## WHAT IS REQUIRED
Nothing but the lines from the one containing "Query: blue tool bag" through the end of the entries should be set down, each exactly as written.

## Recorded data
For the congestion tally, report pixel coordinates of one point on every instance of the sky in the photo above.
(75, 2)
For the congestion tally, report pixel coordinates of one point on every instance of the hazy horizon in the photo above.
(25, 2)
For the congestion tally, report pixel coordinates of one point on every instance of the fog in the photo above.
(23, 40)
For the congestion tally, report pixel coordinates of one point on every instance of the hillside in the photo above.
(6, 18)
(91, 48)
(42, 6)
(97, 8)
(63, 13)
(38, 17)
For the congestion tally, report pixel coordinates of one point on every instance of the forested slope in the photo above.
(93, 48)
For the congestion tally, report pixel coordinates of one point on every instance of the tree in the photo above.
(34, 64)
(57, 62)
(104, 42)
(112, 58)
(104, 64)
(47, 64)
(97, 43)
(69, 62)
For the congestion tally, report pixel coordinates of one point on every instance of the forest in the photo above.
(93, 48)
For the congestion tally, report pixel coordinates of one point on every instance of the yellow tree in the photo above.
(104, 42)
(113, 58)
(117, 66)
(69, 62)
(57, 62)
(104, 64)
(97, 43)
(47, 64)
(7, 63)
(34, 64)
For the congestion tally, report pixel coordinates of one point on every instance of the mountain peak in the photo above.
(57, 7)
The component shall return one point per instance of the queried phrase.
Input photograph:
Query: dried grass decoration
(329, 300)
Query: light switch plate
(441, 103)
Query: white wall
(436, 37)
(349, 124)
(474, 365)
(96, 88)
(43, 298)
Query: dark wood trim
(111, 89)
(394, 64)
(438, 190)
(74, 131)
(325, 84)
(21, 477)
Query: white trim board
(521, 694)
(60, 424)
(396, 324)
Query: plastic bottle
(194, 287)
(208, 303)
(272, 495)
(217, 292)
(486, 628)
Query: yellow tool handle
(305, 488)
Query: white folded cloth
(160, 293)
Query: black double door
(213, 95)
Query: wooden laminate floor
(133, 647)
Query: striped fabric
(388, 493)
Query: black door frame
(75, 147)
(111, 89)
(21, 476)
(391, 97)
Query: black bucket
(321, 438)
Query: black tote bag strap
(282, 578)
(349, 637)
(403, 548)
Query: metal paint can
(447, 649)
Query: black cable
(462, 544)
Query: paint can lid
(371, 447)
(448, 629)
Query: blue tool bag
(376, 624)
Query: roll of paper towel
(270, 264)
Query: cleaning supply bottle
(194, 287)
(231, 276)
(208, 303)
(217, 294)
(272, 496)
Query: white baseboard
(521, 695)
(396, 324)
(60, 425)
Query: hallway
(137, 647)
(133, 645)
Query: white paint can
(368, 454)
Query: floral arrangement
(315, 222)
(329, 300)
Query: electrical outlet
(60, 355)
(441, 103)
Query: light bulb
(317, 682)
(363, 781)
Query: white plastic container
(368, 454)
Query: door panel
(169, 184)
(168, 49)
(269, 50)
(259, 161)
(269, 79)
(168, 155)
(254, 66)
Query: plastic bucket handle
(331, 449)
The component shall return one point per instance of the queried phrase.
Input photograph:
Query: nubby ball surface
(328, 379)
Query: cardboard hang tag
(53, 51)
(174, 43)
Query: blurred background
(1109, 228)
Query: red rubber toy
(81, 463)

## RESULT BELOW
Query: blue tool bag
(376, 624)
Query: roll of paper towel
(270, 264)
Query: cleaning supply bottle
(194, 287)
(231, 276)
(208, 303)
(217, 294)
(272, 496)
Query: white baseboard
(521, 695)
(396, 324)
(60, 425)
Query: hallway
(137, 647)
(133, 645)
Query: white paint can
(368, 454)
Query: floral arrangement
(315, 222)
(329, 300)
Query: electrical outlet
(60, 355)
(441, 103)
Query: light bulb
(317, 682)
(363, 781)
Query: white plastic container
(368, 454)
Query: door panel
(169, 184)
(168, 49)
(269, 50)
(259, 161)
(269, 79)
(168, 155)
(254, 66)
Query: plastic bucket handle
(331, 449)
The component shall return one point per instance of the queried phrase.
Input photograph:
Query: nubby ball surface
(328, 379)
Query: cardboard hang tag
(53, 51)
(174, 43)
Query: blurred background
(1109, 228)
Query: red rubber toy
(81, 463)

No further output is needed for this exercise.